- PROBLEM TO WORK ON -
Copy every record verbatim. Leave the pictures out.

-=-=-=-=-

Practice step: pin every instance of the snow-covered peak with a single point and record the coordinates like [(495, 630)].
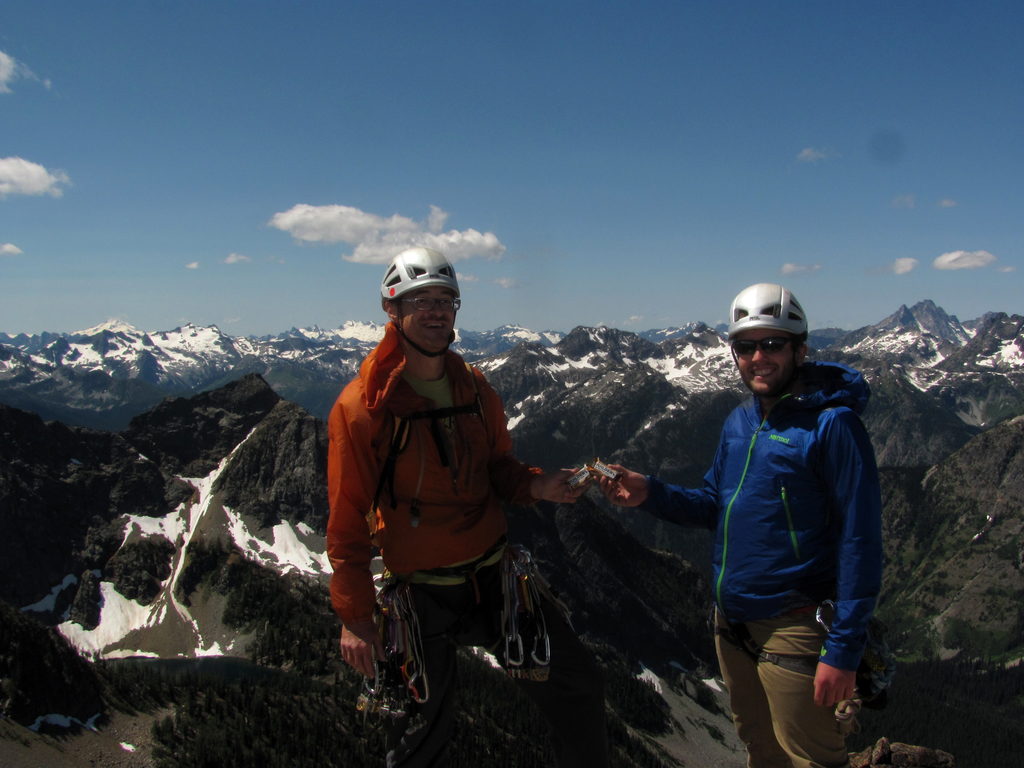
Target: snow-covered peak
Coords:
[(113, 326)]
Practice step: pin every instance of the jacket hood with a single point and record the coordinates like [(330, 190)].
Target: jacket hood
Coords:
[(829, 385)]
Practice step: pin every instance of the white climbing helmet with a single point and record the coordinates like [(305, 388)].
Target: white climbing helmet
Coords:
[(417, 267), (767, 305)]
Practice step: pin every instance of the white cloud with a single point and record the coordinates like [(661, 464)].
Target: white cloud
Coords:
[(18, 176), (964, 260), (8, 70), (377, 239), (791, 268), (11, 70), (810, 155), (903, 265)]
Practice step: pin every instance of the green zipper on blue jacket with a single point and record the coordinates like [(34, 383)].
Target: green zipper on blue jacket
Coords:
[(788, 520), (735, 495)]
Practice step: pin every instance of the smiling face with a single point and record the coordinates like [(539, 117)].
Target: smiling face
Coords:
[(431, 329), (768, 375)]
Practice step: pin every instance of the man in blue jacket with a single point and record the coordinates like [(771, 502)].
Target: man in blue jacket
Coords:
[(795, 503)]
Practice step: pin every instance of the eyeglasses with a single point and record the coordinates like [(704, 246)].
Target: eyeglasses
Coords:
[(426, 304), (769, 345)]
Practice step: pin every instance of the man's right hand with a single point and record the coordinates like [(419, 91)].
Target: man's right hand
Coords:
[(360, 643), (630, 489)]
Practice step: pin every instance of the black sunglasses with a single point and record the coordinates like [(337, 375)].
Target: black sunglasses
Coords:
[(745, 347)]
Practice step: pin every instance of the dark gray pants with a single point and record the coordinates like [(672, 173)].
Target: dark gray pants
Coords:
[(571, 699)]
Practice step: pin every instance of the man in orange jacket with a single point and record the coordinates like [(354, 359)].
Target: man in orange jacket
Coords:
[(419, 463)]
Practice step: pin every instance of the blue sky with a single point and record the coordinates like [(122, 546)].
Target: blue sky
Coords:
[(253, 165)]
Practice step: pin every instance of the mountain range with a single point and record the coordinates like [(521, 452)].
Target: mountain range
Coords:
[(182, 473)]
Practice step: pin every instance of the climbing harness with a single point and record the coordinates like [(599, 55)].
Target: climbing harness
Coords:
[(523, 648), (399, 678)]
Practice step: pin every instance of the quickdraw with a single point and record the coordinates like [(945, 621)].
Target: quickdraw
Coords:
[(400, 677), (526, 641)]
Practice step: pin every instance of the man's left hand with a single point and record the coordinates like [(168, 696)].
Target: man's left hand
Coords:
[(833, 685)]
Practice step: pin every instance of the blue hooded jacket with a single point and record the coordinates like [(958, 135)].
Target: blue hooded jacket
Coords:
[(795, 503)]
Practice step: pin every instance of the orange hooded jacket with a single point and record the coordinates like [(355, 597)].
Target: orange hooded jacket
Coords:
[(458, 513)]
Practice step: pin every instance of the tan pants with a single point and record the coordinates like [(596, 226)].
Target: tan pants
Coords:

-=-=-=-=-

- TASK ANSWER -
Practice step: pin every instance of the snow-covered peak with a single point and record the coordinates like [(495, 630)].
Target: snow-covered peak
Coords:
[(113, 326)]
Practice step: pin every instance of the jacket hood with a single point and record the coordinates like [(330, 190)].
Target: jacket hood
Coords:
[(829, 385)]
Practice step: pin every instance of the white climbing helmet with a single point and record the coordinates like [(305, 388)].
Target: white climbing helmet
Coords:
[(417, 267), (767, 305)]
Practice step: pin every instance of the white cloud with a single point and record the coordinates like [(661, 464)].
Target: white cloud
Coords:
[(18, 176), (964, 260), (8, 70), (377, 239), (791, 268), (11, 70), (810, 155), (903, 265)]
Practice step: pin every instance of the green zipper on blue jacket with a single point and record the coordinates like [(34, 383)].
Target: green zipper on blue jacket
Coords:
[(788, 520), (735, 495)]
Practice step: pin every instance of the smiling face with a single point and record the coordinates like [(539, 117)].
Target: smiling face
Coords:
[(431, 329), (768, 375)]
Practice step: pin every instance of the man in blue jacket with a single point and record the coordinates like [(771, 502)].
Target: man in blue jacket
Coords:
[(795, 503)]
Practice step: pin every instance of the eyeglasses with a single point and record the coordinates like [(704, 246)].
Target: eyeglasses
Coords:
[(426, 304), (769, 345)]
Practice step: pin every instance of the man's right hand with a single point and record the coordinates like [(419, 91)].
Target: man's right hand
Coords:
[(360, 643), (630, 489)]
Practice step: pin every instance of the black sunglasses with a single point and record the coordinates like [(337, 375)].
Target: black sunglasses
Coords:
[(745, 347)]
Practice step: pin every instance of the dark gray pants with a single point and record the coordinates like [(672, 173)].
Target: dark gray pants
Coords:
[(571, 699)]
Practice step: pin every instance of the man in orange jacket with a single point and record the coordinates like [(354, 359)].
Target: man in orange jacket
Coords:
[(419, 463)]
Practice step: pin every instance of the blue sky with a single point and record the coordinates like [(122, 546)].
Target: blue sky
Coords:
[(253, 165)]
Practice step: pin every instance of the mountain range with a single point and record the coordinates like [(521, 452)].
Target: mountain range
Coords:
[(182, 473)]
Practice step: pin every instance of the climbing harness with a single point and record the coordinates like [(599, 55)].
Target: climbing harness
Coords:
[(523, 648), (399, 678)]
Practice step: pin every instance of the quickdraw with a single point and record the coordinates like [(945, 621)].
Target: quickdraw
Coords:
[(400, 677), (526, 641)]
Practice step: pin every instance of the man's left hand with a single point and record the coordinates like [(168, 696)].
Target: man's left hand
Coords:
[(833, 685)]
Practice step: pin every instance of the blue hooded jacket with a single point and record the coordinates like [(958, 135)].
Target: blue hooded jacket
Coords:
[(795, 503)]
Practice step: pin every instance of the orange hooded jacket with a single point and record the coordinates like [(355, 597)].
Target: orange hooded jacket
Coords:
[(458, 513)]
Practice step: pin every instance of the tan pants with a single point and record the coordinates like [(596, 226)].
Target: tan pants
Coords:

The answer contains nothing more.